**Given task**
Return the rows below word for word, starting at the line that has "finding the sunlit" and ending after the line that has "[114,32,235,57]". Leave out any pictures.

++++ Data lines

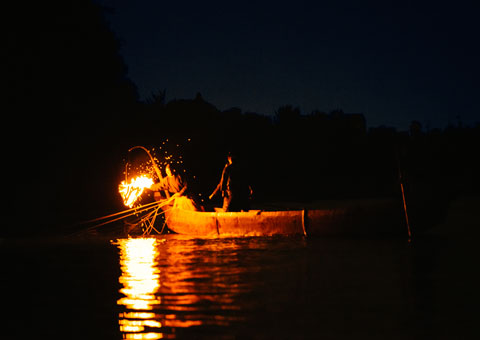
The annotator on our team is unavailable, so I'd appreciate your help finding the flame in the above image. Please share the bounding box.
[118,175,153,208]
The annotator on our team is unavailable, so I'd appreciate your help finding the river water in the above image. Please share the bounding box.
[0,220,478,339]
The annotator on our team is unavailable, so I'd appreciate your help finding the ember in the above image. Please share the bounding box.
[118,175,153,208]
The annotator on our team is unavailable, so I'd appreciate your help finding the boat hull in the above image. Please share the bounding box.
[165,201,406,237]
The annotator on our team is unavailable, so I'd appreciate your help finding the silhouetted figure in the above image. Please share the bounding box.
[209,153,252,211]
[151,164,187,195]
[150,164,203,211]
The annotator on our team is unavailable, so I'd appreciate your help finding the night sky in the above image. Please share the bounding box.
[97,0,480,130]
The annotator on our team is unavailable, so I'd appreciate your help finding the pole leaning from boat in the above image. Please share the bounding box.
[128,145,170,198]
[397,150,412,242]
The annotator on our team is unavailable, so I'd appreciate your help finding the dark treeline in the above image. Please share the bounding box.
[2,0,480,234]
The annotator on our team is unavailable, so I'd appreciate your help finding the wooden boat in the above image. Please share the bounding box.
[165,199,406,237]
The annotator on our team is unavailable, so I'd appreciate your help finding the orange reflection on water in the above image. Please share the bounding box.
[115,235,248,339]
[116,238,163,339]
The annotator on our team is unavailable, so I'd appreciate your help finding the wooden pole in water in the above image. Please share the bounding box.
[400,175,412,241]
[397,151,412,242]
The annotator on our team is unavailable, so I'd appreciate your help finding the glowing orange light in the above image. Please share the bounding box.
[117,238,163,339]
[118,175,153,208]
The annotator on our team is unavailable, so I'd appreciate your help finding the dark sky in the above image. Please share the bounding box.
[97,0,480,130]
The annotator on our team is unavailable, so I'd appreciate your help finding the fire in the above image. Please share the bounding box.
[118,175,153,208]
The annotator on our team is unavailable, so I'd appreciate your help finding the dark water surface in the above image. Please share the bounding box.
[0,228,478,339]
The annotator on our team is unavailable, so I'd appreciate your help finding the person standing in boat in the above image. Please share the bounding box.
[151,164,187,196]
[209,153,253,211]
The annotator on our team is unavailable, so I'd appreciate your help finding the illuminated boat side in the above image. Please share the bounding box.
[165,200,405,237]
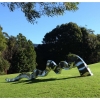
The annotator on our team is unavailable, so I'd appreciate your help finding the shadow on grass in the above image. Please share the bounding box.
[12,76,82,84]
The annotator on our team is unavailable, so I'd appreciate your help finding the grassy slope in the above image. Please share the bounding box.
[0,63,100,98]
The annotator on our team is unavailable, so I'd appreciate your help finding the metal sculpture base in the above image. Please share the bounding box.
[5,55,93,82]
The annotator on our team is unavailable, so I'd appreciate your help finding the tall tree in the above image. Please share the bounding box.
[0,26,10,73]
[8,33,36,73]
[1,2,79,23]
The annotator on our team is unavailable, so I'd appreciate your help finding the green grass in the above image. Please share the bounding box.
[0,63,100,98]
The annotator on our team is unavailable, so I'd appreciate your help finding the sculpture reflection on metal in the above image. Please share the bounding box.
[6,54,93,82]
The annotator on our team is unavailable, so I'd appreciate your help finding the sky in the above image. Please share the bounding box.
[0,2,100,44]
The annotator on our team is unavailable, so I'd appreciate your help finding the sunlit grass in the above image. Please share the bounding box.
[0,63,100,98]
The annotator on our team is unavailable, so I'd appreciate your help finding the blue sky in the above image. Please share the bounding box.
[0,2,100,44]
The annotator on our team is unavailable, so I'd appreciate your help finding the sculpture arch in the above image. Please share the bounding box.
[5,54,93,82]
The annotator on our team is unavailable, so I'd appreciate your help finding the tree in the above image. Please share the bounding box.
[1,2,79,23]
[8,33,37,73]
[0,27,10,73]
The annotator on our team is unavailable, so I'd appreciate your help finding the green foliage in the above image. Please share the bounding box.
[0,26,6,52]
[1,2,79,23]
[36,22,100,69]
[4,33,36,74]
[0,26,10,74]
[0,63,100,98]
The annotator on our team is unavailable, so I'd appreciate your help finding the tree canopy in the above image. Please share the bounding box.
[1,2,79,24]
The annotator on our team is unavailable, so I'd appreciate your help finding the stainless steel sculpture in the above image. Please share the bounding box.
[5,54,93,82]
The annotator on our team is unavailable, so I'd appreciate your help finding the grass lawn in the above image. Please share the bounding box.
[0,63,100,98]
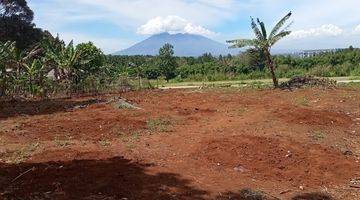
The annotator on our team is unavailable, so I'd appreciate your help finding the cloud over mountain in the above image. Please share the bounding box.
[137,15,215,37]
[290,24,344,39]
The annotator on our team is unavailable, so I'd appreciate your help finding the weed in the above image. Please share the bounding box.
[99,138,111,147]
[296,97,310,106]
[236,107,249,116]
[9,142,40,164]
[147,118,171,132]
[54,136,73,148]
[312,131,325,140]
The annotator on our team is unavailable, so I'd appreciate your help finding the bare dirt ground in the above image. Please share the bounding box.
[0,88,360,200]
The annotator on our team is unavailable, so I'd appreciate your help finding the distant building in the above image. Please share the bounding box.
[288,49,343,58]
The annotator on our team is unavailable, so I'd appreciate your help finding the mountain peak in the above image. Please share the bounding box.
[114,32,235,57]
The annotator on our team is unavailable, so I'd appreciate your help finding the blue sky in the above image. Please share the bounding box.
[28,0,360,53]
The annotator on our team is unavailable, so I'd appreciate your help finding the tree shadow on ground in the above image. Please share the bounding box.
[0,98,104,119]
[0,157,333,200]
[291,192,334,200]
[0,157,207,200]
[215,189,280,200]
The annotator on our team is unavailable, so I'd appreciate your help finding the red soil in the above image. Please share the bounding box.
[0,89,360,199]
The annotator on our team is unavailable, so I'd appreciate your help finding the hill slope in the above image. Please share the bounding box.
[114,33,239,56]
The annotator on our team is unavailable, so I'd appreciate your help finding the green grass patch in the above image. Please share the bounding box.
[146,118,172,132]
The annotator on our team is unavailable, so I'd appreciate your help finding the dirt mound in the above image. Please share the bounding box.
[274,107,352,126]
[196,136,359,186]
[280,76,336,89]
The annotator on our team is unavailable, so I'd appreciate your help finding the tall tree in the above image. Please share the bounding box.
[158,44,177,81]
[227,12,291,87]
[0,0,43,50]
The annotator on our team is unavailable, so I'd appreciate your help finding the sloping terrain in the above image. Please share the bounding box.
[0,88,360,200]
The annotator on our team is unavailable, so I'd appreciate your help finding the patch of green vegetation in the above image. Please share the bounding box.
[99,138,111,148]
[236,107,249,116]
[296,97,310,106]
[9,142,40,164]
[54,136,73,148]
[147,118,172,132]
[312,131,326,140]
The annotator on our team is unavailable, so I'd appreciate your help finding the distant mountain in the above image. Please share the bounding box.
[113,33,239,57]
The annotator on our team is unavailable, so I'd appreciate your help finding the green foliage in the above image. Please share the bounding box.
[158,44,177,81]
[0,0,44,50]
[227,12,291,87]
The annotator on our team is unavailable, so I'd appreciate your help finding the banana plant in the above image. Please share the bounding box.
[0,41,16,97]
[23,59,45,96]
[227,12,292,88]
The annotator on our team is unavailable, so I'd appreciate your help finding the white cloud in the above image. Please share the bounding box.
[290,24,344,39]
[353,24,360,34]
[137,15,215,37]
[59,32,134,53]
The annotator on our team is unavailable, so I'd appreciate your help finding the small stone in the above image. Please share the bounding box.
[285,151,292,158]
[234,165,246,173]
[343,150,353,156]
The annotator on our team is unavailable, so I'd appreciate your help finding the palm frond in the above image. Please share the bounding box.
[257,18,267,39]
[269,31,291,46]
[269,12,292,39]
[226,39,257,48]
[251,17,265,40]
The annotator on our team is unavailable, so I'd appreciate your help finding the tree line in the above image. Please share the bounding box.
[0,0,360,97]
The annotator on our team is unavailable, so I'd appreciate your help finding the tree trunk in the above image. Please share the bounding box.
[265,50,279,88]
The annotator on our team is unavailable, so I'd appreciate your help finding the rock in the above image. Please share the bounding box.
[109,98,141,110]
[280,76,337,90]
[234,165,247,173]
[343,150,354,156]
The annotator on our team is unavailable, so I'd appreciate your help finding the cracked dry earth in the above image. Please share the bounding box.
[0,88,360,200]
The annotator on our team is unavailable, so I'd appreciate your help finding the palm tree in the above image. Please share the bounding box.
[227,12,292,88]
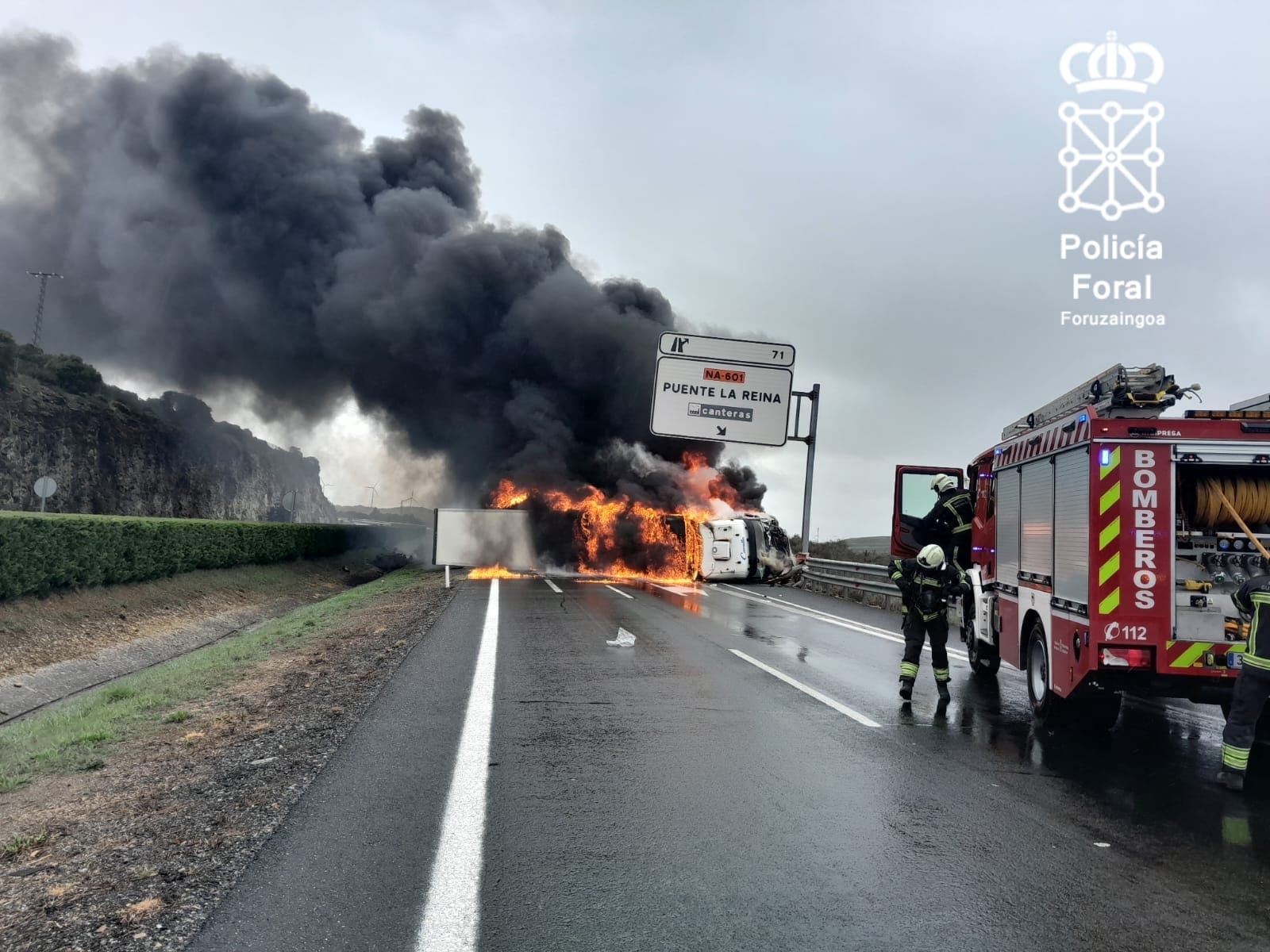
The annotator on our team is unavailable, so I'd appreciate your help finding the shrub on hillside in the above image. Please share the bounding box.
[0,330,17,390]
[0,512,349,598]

++++++++

**Answer in full**
The annotator on our team is unavailable, so I'd appreciate your help finding the sunlit grass in the above image. Please share the bounding box.
[0,63,100,98]
The annotator on our team is unavailable, so I'd appreciate your help finding the blue sky in the above image. Please share the bounding box.
[0,2,100,44]
The annotator on our team is unavailable, so I'd appreciate your help finding the sculpture arch in the above image. Please share the bounding box.
[5,54,93,82]
The annotator on our team is unavailable, so I'd appreciate your help finding the tree in the above image. Please share the bounding box.
[1,2,79,23]
[8,33,37,73]
[0,27,10,73]
The annotator on our team is unavailable, so I'd appreciate your help finding the green foliage in the above image. Please share the bounding box.
[0,26,6,52]
[1,2,79,23]
[36,22,100,69]
[4,33,36,74]
[0,26,10,74]
[0,63,100,98]
The annotator on our team is unavailable, so I'd appreciate your help finding the tree canopy in the above image. Please share the bounding box.
[1,2,79,24]
The annotator on our team is unavailable, so I'd appreciate your help finding the stainless steel sculpture in the above image. Please share the bounding box.
[5,54,93,82]
The annotator on our team is unavailable, so I'd appreciate your help finding the grass lawn in the above image. Please share the bounding box.
[0,63,100,98]
The annotator on our team is unavailable, so I'd appreciate your help finding the cloud over mountain in the above image. Please share the bounding box.
[137,15,215,37]
[290,24,344,39]
The annotator on our team is unavailable, so I'd appreciate your help finding the weed in the above image. Please share the bounding box.
[99,138,111,147]
[296,97,310,106]
[236,107,249,116]
[9,142,40,164]
[147,118,171,132]
[54,136,73,148]
[312,131,325,140]
The annotator on our team is unavailable, so I'd appreciate your help finding the bare dirt ground in the above image. Please share the bounding box.
[0,88,360,200]
The annotator on our team is unavailable, so I'd appreciate your help finding the distant building in the above image. Please share the bounding box.
[288,49,343,58]
The annotator on our team is unavailable, so I'd appreciate your help finding the mountain peak in the above image. Please share the bounding box.
[114,32,235,57]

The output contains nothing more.